• **What the exercise asks**:
Reproduce all of the entries below exactly, without images.

• **Provided data**:
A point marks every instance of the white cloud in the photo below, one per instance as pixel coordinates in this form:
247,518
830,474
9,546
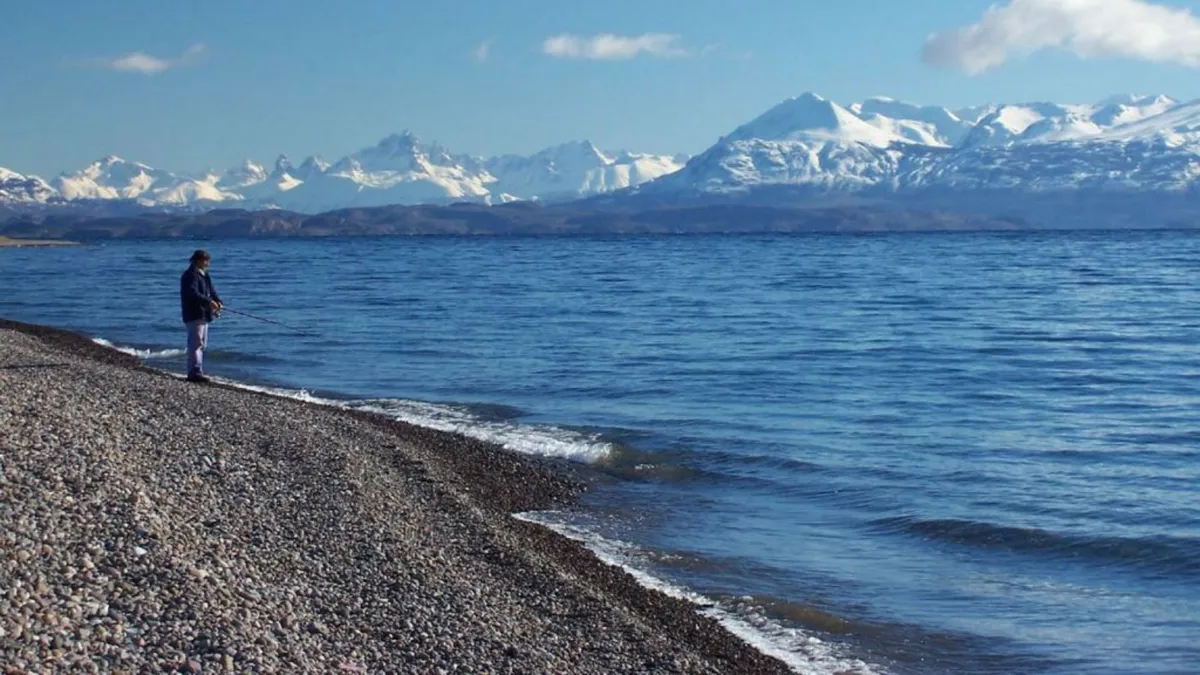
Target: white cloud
1089,28
613,47
483,51
147,64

• **Exercise answer**:
A point marks every instance of the white cloud in the photo below, one per instance as pixel coordinates in this form:
247,518
830,474
9,546
Target: white cloud
1089,28
613,47
483,51
147,64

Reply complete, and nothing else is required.